◆ **TEXT SHOWN**:
*** Block opens ***
This workbook accompanies Wyatt and Warren's supremely useful and practical text Organic Synthesis
Workbook for organic synthesis: strategy and control
Stuart Warren and Paul Wyatt
Chichester, UK : John Wiley 2008 | 500pp | ?90.00 (SB) ISBN 9780471929635
Reviewed by Jonathan Clayden
This workbook accompanies Wyatt and Warren’s supremely useful and practical textOrganic Synthesis: Strategy and Control (2007, ISBN 9780471929635; reprinted with revisions in July 2008, ?62.90).
The main text is essential reading for all students of synthesis at graduate level or above, but particularly those who actually make molecules as a day-to-day matter of course; it was largely based on courses given at pharmaceutical and other industrial sites, and practical advice runs right through it.
The workbook continues this approach, speaking plainly and clearly to the reader, pointing out pitfalls and taking us by the hand through the processes leading to the suggested solutions. It takes the tone of a wise and well-informed but friendly and approachable mentor, and it handles well one of the common challenges of advanced problem solving: how much should the student know already and be able to work out (a strategy for a synthesis for example), and how much just has to be looked up or discovered by experimentation (precise reaction conditions say).
*** Block closes ***
◆ **STUDY MATERIAL**:
*** Block opens ***
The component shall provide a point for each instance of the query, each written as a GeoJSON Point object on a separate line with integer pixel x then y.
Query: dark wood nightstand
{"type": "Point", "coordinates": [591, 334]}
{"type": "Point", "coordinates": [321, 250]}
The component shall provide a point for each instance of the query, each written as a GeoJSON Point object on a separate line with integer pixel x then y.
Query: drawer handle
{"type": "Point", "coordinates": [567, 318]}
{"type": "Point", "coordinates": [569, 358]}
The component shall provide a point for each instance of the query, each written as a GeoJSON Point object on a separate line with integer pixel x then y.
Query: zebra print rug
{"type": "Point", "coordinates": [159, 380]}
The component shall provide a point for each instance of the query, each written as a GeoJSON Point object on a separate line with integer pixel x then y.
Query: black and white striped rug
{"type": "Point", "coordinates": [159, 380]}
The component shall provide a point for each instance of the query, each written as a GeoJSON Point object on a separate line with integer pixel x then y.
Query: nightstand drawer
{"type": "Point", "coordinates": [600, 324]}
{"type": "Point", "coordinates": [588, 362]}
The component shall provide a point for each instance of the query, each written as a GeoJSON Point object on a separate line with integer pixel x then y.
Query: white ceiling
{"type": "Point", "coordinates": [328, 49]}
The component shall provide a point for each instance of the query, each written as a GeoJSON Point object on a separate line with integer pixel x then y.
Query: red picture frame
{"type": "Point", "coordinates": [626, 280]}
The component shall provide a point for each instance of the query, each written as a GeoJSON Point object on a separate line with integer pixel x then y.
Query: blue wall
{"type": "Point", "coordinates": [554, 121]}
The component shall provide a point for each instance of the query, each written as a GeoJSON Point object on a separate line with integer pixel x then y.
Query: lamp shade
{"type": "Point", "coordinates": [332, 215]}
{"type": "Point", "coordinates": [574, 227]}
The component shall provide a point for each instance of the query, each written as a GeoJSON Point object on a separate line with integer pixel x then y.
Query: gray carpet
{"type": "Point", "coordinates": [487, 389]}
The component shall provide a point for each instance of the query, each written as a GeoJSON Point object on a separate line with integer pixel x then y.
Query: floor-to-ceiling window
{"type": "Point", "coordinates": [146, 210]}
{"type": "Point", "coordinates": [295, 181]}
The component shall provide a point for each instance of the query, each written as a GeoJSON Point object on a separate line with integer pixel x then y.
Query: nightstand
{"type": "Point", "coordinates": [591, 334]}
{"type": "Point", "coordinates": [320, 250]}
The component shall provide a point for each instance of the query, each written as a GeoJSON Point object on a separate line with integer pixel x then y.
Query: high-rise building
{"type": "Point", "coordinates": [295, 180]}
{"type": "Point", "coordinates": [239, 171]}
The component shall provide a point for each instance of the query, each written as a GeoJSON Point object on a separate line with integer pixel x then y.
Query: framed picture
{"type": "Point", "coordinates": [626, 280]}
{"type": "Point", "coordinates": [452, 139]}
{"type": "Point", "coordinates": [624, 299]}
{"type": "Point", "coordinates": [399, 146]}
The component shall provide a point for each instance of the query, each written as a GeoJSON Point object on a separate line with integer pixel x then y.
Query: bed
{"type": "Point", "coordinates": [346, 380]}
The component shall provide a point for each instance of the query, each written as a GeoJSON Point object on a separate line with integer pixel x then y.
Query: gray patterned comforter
*** Block closes ***
◆ **ACTIVITY LIST**:
- A) Transcribe, word for word, the stretch of the workbook review from "The main text" through "right through it.".
- B) List the adjectives the workbook review uses to describe the mentor whose tone the workbook takes.
- C) Continue the review of the organic synthesis workbook from where it stops, writing its next paragraph.

◆ **RESPONSE LIST**:
- A)
The main text is essential reading for all students of synthesis at graduate level or above, but particularly those who actually make molecules as a day-to-day matter of course; it was largely based on courses given at pharmaceutical and other industrial sites, and practical advice runs right through it.

- B) wise, well-informed, friendly, approachable

- C)
Alternative approaches, and an assessment of their good and bad points are considered, and it is so refreshing to see the mature and honest way that the shades of colour ever present in the art of synthesis are brought to the fore and not turned to simple black and white. For any research student or practitioner of organic chemistry (or undergraduates considering a career in synthetic research) this is a book which will change the way you think about making molecules.